→ **GIVEN EXERCISE**
Take the data below and repeat it exactly.
┏━━
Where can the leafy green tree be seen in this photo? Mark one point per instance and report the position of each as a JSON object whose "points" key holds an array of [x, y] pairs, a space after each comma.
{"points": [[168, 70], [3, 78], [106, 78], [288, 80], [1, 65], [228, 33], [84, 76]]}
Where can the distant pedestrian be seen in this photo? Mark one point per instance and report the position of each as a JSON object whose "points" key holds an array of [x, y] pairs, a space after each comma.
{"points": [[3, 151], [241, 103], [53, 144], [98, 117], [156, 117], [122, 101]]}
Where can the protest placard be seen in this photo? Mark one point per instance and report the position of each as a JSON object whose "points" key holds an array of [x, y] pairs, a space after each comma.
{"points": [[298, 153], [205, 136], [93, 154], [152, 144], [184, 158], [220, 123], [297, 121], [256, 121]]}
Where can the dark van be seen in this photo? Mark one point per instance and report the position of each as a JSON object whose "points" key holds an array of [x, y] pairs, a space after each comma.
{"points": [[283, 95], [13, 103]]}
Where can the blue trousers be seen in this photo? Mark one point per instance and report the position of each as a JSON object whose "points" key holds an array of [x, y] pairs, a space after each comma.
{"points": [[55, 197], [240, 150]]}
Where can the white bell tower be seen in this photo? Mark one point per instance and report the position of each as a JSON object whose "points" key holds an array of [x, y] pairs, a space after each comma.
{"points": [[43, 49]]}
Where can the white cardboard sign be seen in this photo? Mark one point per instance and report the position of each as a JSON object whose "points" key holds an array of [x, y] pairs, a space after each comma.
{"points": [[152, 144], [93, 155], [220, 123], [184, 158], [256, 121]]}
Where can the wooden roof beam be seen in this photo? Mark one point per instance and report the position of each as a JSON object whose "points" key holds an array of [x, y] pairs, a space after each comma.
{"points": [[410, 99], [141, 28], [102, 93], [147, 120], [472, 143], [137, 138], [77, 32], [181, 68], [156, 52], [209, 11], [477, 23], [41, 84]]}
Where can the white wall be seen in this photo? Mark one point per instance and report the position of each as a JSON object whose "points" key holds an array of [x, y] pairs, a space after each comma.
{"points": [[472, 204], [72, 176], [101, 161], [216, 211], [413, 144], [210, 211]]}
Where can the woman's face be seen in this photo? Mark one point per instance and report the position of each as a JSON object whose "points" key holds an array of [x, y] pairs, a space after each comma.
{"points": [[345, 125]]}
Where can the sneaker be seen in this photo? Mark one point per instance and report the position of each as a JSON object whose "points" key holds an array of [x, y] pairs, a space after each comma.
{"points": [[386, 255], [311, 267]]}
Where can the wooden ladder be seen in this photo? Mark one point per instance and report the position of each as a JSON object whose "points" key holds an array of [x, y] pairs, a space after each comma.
┗━━
→ **ANSWER IN FULL**
Where can the leafy green tree be seen in this photo? Mark one point per instance and report the position of each as a JSON object whose "points" key holds an array of [x, y] pairs, a space after each comma.
{"points": [[168, 70], [3, 78], [106, 78], [288, 80], [1, 65], [228, 33], [84, 76]]}
Where can the distant pedestrian be seen in this photo? Mark one point per instance and report the position of each as a JSON object whose "points" key holds an array of [x, y] pairs, a space after each comma.
{"points": [[3, 151], [241, 103], [53, 144], [98, 117], [156, 117], [122, 101]]}
Where can the protest placard be seen in this photo? Mark one point per instance and report the position of each as a JSON object whose "points" key holds an array of [x, y] pairs, a space after each comma.
{"points": [[298, 153], [205, 136], [93, 154], [152, 144], [184, 158], [220, 123], [297, 121], [256, 121]]}
Where can the dark van be seen in this photo? Mark one point per instance and report the position of each as a JSON object whose "points" key holds an array of [x, y] pairs, a space after each comma.
{"points": [[283, 95], [13, 103]]}
Where can the blue trousers be seen in this photo? Mark one point per instance and report the position of each as a JSON object whose "points" key holds an array of [x, y] pairs, a space after each comma.
{"points": [[55, 197], [240, 150]]}
Where can the white bell tower be seen in this photo? Mark one point per instance and report the position of each as a JSON object whose "points" key holds an array of [x, y] pairs, a space after each comma.
{"points": [[43, 49]]}
Where can the white cardboard sign be seen in this photo? Mark one point per instance and report the position of each as a JSON object whose "points" key holds an array of [x, y] pairs, a space after each comma.
{"points": [[152, 144], [93, 155], [220, 123], [184, 158], [256, 121]]}
Where can the wooden roof beam be seen in this photo? Mark one point per instance and report the position of each as a JSON object whose "points" key holds an array of [x, y] pairs, a space after each comma.
{"points": [[410, 99], [141, 28], [102, 93], [147, 120], [472, 143], [137, 138], [77, 32], [181, 68], [156, 52], [209, 11], [477, 23], [41, 84]]}
Where can the white wall be seen in this photo? Mark one point per instance and report the position of each as a JSON object whose "points" key holds an array of [x, y] pairs, a space after each comma.
{"points": [[472, 204], [72, 176], [101, 161], [216, 211], [413, 144], [210, 211]]}
Where can the woman's face be seen in this photo? Mark one point per instance and report the position of each as a JSON object whose "points" key holds an array of [x, y] pairs, a space after each comma.
{"points": [[345, 125]]}
Where can the sneaker be seen in this photo? Mark one point per instance and report the position of each as a JSON object whose "points" key holds an array of [x, y] pairs, a space after each comma.
{"points": [[386, 255], [311, 267]]}
Where can the wooden ladder be seen in this photo? Mark one point per instance and report the position of each as a JSON object whose "points" key holds an array of [x, y] pairs, a space after each comma.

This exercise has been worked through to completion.